» **Provided text**:
Thursday, January 25, 2018

Your Flight Will Go On Without You

So in the past week I got on four different planes to go visit a friend in another state with my husband. The seemingly mundane task of sitting at the airport each time had an impact on me that hadn't happened in the last couple of times I had been on an airplane. For some reason these few times caught me.

The week before my sister died, our mom got on an airplane for the first time to go visit my dad in Maryland where he was working at the time. We were so excited for her! Natalie and I thought of a few little gifts to get her for her flight and the day of I took my mom to the airport. My sister was supposed to take her but she had been having fainting spells (a warning sign the doctor's wrote off) so we decided it'd be best for me to take our mom so Natalie didn't have to drive.

Sunday October 2nd 2016 my sister died from a pulmonary embolism. Basically that's a blood clot that forms somewhere in your veins (usually your legs) and dislodges it's self until it gets physically stuck. Once's it's stuck it limits the flow of blood. Sometimes causing numbness in the area it's at, coldness of the limb it's at and cutting off blood supply. If that clot dislodges and makes it way to you heart the odds of survival aren't in your favor. Your body becomes deprived of oxygenated blood. If that happens for too long you die. It's a tricky thought experiment to think of how science hasn't figured out a way around the human dependency for blood.

Looking back the warning signs of that time bomb in her veins are all over the last few weeks with her. By no means am I a medical professional. But after years of dealing with my sister having major operations and having a shared love of weird medical cases and medical dramas.... well I should have been paying more attention. The great irony for me is that a week after we got the autopsy report, I started re-watching "Grey's Anatomy". My sister had spent years watching reruns of the show. Honestly she should have been writing for it she knew so many weird medical cases, she herself was one weird medical case after another! If you ever stopped by to visit my sister at home while she was in too much pain to live a normal life, you'd join her watching the show. I too had seen the show extensively but no where near her replay count. Here's the ironic bit that Shonda Rhimes herself couldn't have written(Even though she did write the episode, she didn't know how it'd impact one of her biggest fans): Episode one of the entire series has their main character, Meredith Grey, diagnose a pulmonary embolism that would have killed the patient because the doctor on the case was too lazy and stubborn to test everything they should have. I think my sister would have found that morbidly funny. Why? Because after years in an out of the hospital you learn to laugh at some things that terrify you.

» **Problem set**:
A) According to the blog post, on what date did the writer's sister die?
B) Rewrite the part of the blog post that opens with the words "Your Flight Will" and closes with "times caught me.", putting "three" in place of "four".

Region pointing data:
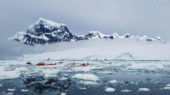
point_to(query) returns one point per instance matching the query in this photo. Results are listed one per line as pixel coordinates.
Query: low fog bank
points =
(104, 48)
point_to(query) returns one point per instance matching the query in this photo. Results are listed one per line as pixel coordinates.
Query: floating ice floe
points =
(63, 93)
(113, 81)
(109, 89)
(126, 91)
(24, 90)
(11, 90)
(143, 89)
(166, 88)
(10, 93)
(9, 74)
(144, 66)
(89, 82)
(90, 77)
(85, 69)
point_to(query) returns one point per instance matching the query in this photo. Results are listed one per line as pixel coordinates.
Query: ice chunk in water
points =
(109, 89)
(143, 89)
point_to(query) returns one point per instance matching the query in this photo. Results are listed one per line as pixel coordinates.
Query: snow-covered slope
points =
(46, 31)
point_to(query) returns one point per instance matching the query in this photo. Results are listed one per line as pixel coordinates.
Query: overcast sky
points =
(151, 17)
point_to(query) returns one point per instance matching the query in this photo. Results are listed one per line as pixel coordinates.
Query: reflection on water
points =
(97, 78)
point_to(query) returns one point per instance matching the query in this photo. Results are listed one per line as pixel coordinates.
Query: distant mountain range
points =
(45, 31)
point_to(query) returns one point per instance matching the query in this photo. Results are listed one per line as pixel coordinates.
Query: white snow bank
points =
(90, 77)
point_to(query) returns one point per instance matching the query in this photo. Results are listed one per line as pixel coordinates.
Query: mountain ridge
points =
(45, 31)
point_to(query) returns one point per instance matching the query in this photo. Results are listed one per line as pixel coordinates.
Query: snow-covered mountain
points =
(46, 31)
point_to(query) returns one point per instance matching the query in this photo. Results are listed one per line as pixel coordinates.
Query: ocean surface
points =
(85, 78)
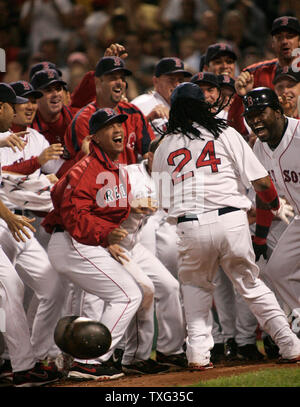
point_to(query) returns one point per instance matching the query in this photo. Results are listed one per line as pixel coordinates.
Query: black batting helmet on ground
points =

» **Responses for each task**:
A) She died on Sunday, October 2nd, 2016.

B)
Your Flight Will Go On Without You

So in the past week I got on three different planes to go visit a friend in another state with my husband. The seemingly mundane task of sitting at the airport each time had an impact on me that hadn't happened in the last couple of times I had been on an airplane. For some reason these few times caught me.